De la souveraineté et du volontarisme         

Le graphique ci-dessous est éloquent. Le clivage entre les catégories sociales qui adhérent aux différentes opinions testées s’y lit facilement et à degrés différents.

D’abord un certain consensus se dessine autour de l’idée selon laquelle « aujourd’hui, ce sont principalement les marchés financiers et non plus les États qui dirigent le mondeCe sentiment de perte de la souveraineté nationale au profit de l’économie de marché et du pouvoir financier est partagé par 89 % des Français et le différentiel entre chaque catégorie socio-professionnelle (CSP) est somme toute plutôt étroit, situé entre les 91 % d’adhésion des ouvriers et les 82 % des cadres et professions libérales. L’idée d’une absence de marge de manœuvre, « on n’a plus les manettes » est très largement répandue et les milieux populaires critiquent très massivement et là, beaucoup plus que d’autres milieux, les traités et engagements européens.

Pour autant, malgré cette propension à croire que le pouvoir n’a plus le pouvoir, les Français demeurent dans le même temps adeptes du volontarisme politique, selon la célèbre maxime « quand on veut on peut ». Ce volontarisme politique, remis à l’honneur lors de la campagne de 2007 par Nicolas Sarkozy, et qui a contribué à son succès, est particulièrement prononcé dans les milieux populaires : ils sont 80 % parmi les ouvriers, 74 % parmi les employés, 68 % chez les classes moyennes, et « à peine » 50 % chez les cadres et professions libérales à penser que les gouvernements, comme en France, « pourraient exercer leur pouvoir et reprendre le contrôle mais ils n’osent pas le faire ».

Dans le même ordre d’idées, la question de la dette inquiète très fortement les Français et notamment les milieux populaires, tous y voyant une perte d’autonomie et un piège qui, en se refermant, viendrait obérer les marges du manœuvre du pays. Selon un sondage Ifop pour la Fondation Jean Jaurès (réalisé en décembre 2010), 87 % des Français, et 89 % des CSP se disent inquiets face au déficit public et à la dette de l’Etat. A ce niveau les catégories populaires ne se distinguent pas du reste de la population pour autant qu’on aborde le sujet de la dette différemment, on voit poindre une inquiétude plus forte dans ces milieux. 74 % d’entre eux jugent certain ou probable le fait que la France puisse connaître dans les prochains mois ou les prochaines années la même situation que la Grèce et l’Irlande, cette proportion n’étant « que » de 59 % parmi les CSP+ (15 points d’écarts) et de 63 % (11 points d’écart) dans l’ensemble de la population.   

Enfin, la question d’un retour au franc et d’un abandon de l’euro, qui apparaît chez les décideurs comme une hérésie et une ineptie, est assez partagée dans les milieux populaires et plus encore parmi les ouvriers qui sont un sur deux à souhaiter que l’on sorte de la monnaie unique, contre 11% des cadres supérieurs et des professions libérales.

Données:
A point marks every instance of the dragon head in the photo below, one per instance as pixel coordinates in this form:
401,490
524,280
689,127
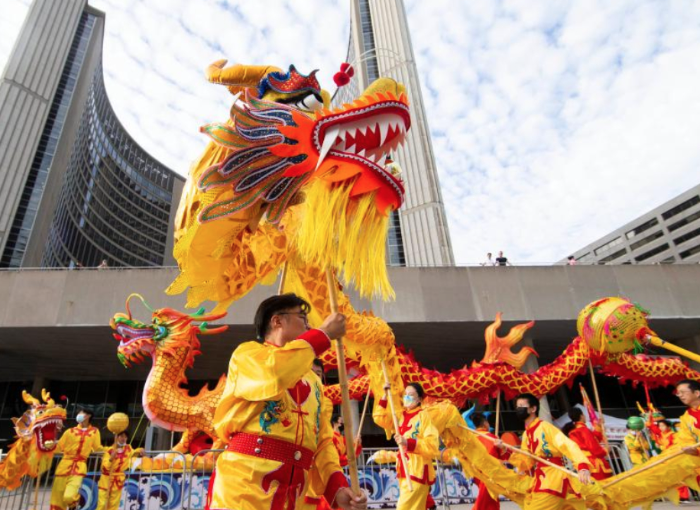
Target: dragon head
169,330
41,422
283,146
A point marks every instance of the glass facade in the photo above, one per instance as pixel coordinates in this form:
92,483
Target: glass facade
115,200
36,180
395,249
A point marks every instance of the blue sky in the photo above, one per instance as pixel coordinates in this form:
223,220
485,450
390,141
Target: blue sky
553,122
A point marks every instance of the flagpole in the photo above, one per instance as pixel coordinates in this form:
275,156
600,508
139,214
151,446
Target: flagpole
601,418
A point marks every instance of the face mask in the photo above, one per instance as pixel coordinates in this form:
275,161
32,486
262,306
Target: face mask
522,413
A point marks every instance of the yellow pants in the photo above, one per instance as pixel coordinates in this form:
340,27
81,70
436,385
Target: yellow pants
544,501
65,491
412,500
115,494
249,483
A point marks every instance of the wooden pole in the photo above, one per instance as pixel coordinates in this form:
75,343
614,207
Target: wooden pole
283,278
345,393
402,450
658,342
362,417
498,412
36,488
523,452
647,466
601,418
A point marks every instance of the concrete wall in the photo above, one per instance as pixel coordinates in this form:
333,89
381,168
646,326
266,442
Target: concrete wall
424,295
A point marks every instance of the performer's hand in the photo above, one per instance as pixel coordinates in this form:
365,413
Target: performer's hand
690,450
347,500
334,326
584,476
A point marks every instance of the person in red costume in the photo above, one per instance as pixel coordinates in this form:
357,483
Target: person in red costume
589,442
484,500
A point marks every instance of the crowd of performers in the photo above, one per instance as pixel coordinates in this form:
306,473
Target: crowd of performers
284,450
77,444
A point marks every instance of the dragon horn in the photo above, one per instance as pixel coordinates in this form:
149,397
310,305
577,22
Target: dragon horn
46,397
142,300
237,77
27,397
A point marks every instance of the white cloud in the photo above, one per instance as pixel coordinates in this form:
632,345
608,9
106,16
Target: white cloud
553,122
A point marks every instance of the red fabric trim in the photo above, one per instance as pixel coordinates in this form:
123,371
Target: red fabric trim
411,445
318,340
336,482
695,414
405,424
271,449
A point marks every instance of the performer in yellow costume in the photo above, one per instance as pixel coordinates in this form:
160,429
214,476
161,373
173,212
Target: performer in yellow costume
115,462
551,488
270,417
76,445
420,440
313,501
635,441
688,392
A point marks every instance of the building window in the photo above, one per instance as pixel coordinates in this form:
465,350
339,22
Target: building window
646,240
689,253
652,252
681,207
641,228
614,256
610,244
685,221
687,237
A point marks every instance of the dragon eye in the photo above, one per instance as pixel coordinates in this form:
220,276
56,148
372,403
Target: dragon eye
309,103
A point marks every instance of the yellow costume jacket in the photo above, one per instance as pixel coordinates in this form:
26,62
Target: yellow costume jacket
116,467
638,448
270,414
76,445
689,428
547,441
423,442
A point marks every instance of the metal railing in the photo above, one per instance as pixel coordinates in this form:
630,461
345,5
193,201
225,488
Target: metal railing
169,480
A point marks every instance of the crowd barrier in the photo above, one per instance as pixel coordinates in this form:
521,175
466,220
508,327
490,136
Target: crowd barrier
171,481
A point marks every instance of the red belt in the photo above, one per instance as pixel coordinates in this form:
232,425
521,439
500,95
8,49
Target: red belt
559,461
271,449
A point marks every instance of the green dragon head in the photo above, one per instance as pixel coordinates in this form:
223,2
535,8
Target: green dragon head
169,330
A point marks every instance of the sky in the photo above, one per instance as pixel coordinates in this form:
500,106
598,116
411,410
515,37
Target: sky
553,122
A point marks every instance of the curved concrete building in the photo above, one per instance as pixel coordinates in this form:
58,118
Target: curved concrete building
380,45
77,189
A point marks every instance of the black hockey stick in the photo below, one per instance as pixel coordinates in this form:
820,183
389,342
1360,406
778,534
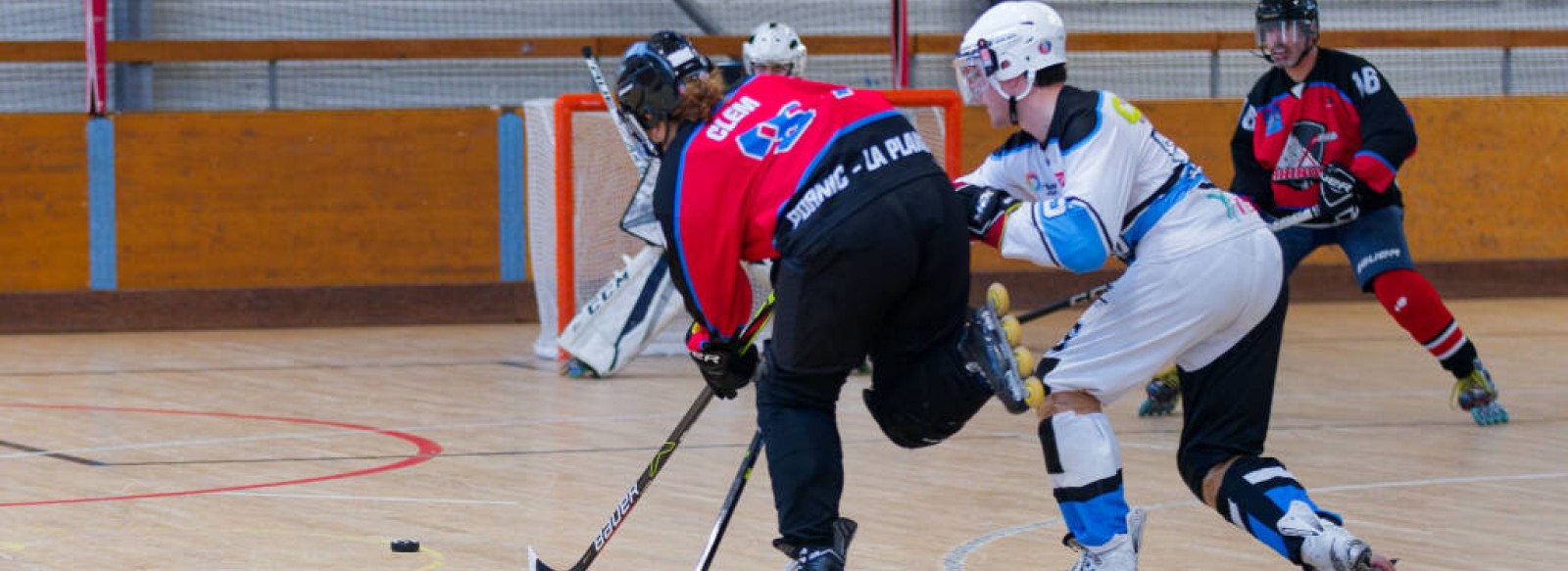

• Consignes
- a) Recopiez mot pour mot le passage du texte sur la souveraineté situé entre « Le graphique ci-dessous » et « à degrés différents. », ces deux passages compris.
- b) Dans le texte sur la souveraineté, quelle part des ouvriers souhaite que l'on sorte de la monnaie unique ?

• Réponses
- a)
Le graphique ci-dessous est éloquent. Le clivage entre les catégories sociales qui adhérent aux différentes opinions testées s’y lit facilement et à degrés différents.

- b) Un ouvrier sur deux.